Stored items
=======
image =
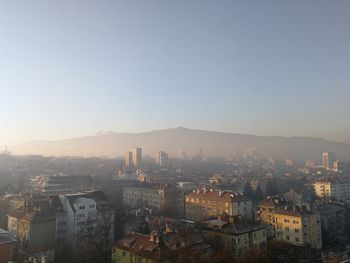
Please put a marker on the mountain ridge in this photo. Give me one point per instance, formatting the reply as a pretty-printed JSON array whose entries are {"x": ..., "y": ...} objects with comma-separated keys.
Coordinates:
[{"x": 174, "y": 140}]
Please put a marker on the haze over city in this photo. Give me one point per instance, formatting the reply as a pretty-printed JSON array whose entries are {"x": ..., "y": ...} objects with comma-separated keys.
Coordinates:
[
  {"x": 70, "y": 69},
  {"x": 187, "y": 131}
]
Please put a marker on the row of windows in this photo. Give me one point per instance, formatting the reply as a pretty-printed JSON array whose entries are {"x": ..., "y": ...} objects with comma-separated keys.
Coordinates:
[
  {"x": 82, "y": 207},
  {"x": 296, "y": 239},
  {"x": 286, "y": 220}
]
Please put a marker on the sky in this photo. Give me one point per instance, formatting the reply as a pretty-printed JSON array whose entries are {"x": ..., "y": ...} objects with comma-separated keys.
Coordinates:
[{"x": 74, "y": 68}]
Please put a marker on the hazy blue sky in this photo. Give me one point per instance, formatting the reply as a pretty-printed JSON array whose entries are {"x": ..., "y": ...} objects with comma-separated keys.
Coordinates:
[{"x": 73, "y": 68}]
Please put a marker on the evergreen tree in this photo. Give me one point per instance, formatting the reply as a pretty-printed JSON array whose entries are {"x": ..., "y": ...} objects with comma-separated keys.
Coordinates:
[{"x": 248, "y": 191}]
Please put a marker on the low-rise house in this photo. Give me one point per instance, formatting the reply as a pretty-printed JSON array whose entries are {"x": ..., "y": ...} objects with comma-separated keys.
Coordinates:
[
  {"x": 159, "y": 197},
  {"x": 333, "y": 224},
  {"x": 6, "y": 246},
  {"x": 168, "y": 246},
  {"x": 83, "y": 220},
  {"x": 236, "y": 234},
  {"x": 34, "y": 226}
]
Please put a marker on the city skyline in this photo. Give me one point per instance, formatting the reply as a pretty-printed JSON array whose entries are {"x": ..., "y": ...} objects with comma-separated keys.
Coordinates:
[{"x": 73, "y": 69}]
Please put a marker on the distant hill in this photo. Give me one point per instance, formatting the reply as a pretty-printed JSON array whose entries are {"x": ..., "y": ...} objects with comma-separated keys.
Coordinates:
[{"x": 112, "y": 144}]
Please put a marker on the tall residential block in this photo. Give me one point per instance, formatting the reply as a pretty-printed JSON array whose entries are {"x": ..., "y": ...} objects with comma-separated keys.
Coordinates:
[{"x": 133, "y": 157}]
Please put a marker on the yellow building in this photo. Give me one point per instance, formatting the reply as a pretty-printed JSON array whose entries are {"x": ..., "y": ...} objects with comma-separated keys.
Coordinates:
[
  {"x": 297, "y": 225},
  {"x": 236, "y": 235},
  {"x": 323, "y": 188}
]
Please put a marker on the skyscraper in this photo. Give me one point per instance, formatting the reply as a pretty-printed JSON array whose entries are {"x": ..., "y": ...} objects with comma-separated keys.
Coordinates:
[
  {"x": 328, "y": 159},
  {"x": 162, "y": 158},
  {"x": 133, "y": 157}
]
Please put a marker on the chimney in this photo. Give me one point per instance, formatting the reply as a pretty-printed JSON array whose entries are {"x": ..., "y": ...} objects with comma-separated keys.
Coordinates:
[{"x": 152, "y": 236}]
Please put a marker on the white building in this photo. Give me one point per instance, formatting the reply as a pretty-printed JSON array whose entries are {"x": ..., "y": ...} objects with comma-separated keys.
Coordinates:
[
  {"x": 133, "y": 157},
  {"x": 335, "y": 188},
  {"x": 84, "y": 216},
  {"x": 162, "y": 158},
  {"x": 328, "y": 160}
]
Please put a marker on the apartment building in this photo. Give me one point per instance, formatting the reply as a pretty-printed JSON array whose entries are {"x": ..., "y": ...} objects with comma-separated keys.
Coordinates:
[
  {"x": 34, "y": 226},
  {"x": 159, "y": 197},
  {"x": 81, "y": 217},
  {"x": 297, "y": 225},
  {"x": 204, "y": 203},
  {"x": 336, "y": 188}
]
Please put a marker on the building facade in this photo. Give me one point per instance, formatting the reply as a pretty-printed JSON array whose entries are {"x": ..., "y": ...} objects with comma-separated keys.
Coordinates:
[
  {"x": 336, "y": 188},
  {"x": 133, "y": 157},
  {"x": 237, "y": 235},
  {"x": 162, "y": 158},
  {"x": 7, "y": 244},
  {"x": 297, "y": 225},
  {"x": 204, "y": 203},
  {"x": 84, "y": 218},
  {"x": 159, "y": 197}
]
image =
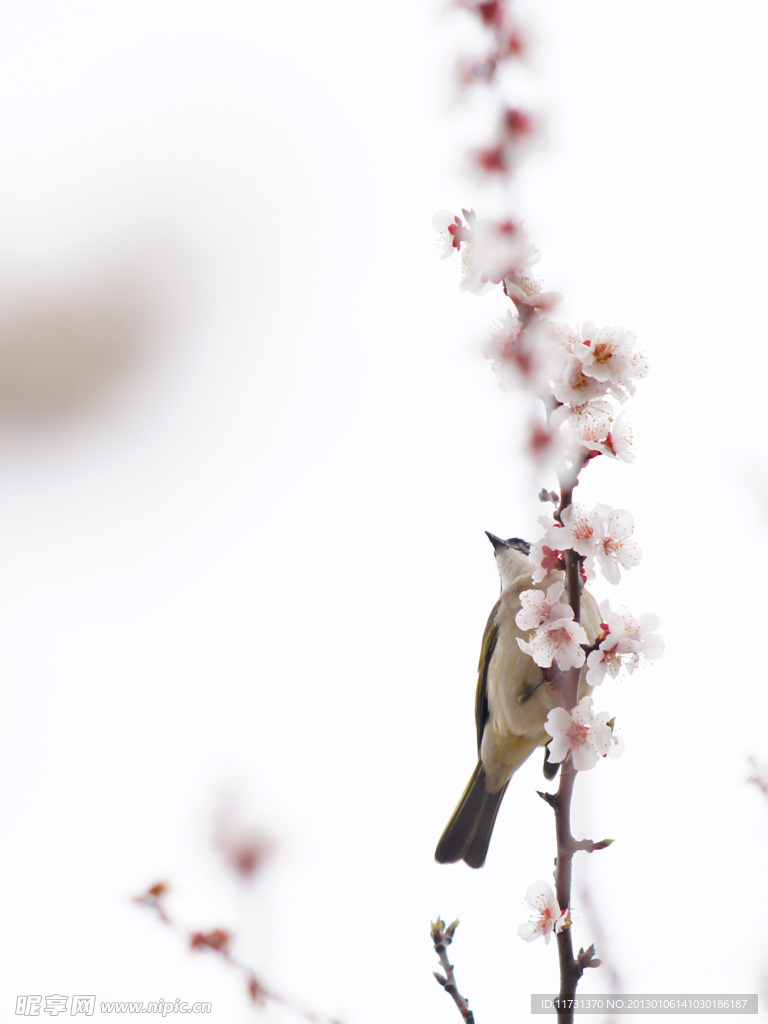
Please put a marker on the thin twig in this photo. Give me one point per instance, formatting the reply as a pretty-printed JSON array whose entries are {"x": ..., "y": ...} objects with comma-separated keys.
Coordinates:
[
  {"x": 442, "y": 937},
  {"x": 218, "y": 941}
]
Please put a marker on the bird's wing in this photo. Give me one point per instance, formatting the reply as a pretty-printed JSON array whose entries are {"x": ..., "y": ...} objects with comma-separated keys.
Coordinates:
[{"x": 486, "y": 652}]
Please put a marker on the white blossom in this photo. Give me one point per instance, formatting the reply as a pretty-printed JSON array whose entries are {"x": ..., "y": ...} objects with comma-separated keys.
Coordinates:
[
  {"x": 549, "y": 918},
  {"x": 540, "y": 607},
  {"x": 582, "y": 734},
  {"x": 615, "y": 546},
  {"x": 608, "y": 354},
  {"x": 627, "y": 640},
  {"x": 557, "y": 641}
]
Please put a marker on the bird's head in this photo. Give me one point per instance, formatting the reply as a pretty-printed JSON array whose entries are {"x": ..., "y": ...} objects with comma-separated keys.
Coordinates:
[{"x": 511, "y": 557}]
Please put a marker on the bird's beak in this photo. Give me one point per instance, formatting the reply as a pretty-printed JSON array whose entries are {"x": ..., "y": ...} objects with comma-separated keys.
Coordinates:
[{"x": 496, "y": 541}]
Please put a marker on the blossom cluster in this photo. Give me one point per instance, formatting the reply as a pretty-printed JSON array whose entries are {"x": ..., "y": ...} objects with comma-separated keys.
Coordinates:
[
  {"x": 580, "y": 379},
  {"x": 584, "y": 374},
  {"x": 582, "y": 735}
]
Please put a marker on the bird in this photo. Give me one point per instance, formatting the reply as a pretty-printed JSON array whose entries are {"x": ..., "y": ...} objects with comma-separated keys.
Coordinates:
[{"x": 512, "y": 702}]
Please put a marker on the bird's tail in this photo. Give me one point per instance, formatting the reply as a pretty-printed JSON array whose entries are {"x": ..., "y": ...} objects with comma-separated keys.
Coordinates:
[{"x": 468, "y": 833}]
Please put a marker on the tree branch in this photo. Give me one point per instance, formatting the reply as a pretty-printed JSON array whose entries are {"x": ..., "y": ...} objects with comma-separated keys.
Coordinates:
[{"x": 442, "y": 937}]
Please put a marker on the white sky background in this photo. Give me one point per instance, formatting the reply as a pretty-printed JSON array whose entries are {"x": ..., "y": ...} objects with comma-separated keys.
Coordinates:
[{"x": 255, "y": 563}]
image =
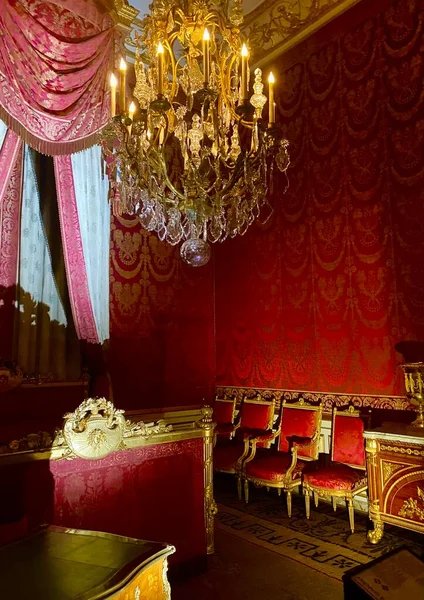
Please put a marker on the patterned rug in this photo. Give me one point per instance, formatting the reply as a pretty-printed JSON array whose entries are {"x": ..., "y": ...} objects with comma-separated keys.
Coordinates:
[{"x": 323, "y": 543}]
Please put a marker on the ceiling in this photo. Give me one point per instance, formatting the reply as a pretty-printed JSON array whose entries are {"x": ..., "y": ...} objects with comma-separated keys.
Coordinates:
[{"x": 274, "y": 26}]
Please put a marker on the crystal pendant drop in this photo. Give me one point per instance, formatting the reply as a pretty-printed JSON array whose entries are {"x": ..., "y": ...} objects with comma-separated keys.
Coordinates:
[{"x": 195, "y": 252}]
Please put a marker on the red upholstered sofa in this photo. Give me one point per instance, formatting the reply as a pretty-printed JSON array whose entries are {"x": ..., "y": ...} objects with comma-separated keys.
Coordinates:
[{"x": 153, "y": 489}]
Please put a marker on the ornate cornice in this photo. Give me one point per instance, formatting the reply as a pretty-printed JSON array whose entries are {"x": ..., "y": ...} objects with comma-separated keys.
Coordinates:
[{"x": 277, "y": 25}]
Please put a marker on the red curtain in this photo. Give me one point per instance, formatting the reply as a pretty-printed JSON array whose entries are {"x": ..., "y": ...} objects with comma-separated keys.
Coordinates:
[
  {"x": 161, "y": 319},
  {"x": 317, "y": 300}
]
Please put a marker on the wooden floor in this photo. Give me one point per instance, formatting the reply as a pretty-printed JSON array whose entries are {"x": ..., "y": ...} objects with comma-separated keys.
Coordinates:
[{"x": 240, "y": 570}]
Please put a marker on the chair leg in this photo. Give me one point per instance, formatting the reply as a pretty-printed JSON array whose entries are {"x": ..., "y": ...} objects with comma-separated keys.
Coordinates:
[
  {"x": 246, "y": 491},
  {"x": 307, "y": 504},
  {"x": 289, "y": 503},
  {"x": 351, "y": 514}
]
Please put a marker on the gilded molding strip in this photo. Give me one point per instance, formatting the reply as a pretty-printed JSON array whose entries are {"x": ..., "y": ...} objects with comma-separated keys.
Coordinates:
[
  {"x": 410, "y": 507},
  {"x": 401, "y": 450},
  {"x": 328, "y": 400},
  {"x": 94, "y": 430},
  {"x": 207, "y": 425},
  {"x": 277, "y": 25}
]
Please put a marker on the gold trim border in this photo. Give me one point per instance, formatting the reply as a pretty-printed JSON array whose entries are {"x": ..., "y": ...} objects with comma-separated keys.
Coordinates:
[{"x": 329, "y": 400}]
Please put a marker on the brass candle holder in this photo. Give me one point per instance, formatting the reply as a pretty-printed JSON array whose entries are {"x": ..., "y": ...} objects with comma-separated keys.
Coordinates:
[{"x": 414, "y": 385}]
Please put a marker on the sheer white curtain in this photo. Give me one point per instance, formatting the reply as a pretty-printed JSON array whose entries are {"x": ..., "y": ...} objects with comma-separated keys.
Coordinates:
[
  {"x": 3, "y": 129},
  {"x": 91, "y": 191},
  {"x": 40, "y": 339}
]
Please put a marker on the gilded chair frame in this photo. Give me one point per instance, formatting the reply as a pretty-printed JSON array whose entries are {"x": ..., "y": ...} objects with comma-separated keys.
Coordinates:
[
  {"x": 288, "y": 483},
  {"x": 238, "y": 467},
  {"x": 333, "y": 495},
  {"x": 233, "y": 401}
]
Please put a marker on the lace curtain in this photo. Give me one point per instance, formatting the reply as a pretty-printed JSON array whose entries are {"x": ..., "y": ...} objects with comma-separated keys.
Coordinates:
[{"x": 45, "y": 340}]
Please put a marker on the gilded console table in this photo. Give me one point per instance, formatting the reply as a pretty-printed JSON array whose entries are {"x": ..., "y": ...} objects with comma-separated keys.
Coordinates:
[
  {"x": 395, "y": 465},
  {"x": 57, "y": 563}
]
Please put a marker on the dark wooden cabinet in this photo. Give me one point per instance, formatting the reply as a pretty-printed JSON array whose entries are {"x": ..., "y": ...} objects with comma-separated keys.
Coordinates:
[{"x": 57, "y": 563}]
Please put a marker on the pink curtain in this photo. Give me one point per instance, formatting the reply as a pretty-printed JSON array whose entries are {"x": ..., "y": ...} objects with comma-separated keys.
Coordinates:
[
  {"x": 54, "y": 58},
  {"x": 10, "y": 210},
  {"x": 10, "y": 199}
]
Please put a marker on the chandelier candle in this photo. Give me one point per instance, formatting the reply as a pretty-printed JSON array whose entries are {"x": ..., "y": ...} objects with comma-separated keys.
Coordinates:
=======
> **Objective**:
Keep only the lines from the one containing "Please put a marker on the dark" to the end of the entries, and repeat them exactly.

> **Result for this task**:
Please put a marker on the dark wooden cabinet in this photo. Give me one point per instance, formatting the reply as a pretty-printed JSON array whose entries are {"x": ..., "y": ...} objects with comma-separated keys.
Coordinates:
[{"x": 57, "y": 563}]
Please put a marker on the pink curtain in this photo. Give me one point per instance, formatting the reply as a pretty-printed JSON array whose entries are {"x": ..., "y": ...} objects with comma-separated keys.
Coordinates:
[
  {"x": 54, "y": 58},
  {"x": 10, "y": 210},
  {"x": 10, "y": 199}
]
Please put a marker on the chandelier candle in this photo. Give me one point per instance, formatting the reply as a pretty-printed JSON array whose entries are {"x": ..., "y": ...} objects with comma-separated keys.
Coordinates:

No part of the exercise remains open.